▸ **Task instructions**: Check every line of the entries that follow, and copy the ones containing "rough".
____ Material shown
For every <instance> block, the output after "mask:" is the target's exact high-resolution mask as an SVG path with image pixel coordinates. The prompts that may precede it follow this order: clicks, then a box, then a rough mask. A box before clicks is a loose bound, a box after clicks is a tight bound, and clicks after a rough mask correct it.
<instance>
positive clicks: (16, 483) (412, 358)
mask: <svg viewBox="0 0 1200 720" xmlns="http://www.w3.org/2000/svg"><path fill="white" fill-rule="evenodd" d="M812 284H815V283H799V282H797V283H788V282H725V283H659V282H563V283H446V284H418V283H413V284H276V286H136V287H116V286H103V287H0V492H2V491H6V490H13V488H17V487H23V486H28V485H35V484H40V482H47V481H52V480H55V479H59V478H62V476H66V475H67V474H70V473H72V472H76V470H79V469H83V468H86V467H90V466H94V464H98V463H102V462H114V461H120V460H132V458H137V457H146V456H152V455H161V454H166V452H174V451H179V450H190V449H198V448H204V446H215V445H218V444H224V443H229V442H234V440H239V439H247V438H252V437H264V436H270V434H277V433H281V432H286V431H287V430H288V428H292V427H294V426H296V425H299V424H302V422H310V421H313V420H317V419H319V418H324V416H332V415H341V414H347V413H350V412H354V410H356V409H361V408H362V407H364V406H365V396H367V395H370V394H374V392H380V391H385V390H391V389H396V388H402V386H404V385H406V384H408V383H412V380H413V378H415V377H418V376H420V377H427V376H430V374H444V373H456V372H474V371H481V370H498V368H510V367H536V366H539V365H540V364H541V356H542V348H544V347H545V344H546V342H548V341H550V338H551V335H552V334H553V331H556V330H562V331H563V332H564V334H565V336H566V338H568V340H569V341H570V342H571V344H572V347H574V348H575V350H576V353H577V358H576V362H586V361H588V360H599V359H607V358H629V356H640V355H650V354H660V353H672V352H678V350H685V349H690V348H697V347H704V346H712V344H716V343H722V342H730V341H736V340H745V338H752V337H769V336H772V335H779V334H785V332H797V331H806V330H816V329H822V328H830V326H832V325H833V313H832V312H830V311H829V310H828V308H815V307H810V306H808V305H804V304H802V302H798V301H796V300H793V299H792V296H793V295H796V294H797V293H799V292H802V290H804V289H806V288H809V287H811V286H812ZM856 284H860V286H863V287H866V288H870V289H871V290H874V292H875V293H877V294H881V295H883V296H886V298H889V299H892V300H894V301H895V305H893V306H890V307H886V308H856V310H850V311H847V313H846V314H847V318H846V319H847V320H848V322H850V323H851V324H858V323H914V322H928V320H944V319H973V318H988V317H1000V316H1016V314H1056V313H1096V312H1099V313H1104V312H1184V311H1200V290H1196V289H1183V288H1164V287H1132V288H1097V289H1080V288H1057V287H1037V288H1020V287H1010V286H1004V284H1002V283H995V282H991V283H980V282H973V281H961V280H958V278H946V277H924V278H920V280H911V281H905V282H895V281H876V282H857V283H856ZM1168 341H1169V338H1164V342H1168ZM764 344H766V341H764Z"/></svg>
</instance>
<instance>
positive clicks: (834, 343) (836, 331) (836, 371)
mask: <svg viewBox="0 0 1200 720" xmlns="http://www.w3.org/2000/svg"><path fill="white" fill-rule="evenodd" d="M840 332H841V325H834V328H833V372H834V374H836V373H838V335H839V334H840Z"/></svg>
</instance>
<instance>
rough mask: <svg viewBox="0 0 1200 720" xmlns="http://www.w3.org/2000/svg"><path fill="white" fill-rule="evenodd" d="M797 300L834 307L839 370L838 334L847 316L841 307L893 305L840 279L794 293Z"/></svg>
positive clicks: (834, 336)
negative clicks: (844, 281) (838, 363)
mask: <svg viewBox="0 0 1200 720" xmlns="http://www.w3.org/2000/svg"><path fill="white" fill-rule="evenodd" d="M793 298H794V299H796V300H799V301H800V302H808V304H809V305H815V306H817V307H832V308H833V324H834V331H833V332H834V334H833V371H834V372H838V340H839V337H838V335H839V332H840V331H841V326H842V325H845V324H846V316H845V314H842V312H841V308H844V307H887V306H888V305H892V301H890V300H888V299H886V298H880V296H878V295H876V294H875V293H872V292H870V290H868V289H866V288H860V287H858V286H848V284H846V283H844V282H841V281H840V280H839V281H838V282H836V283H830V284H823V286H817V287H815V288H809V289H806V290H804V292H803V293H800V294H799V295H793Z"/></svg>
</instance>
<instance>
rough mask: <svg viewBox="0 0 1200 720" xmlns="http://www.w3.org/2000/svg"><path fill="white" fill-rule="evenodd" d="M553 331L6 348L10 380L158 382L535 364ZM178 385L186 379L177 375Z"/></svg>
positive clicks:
________
▸ **Output for this exercise**:
For every <instance> block, the output after "mask:" is the target's exact high-resolution mask as an SVG path with image pixel coordinates. The prompts that may precede it follow this order: clicks, then a box, then a rough mask. A box before clicks is a loose bound, a box after clicks is a tight bound, and clicks after a rough mask correct it.
rough mask: <svg viewBox="0 0 1200 720" xmlns="http://www.w3.org/2000/svg"><path fill="white" fill-rule="evenodd" d="M797 300L834 307L839 370L838 334L847 316L841 307L893 305L840 279L794 293Z"/></svg>
rough mask: <svg viewBox="0 0 1200 720" xmlns="http://www.w3.org/2000/svg"><path fill="white" fill-rule="evenodd" d="M553 331L6 348L10 380L158 382L535 364ZM178 385L186 379L177 375Z"/></svg>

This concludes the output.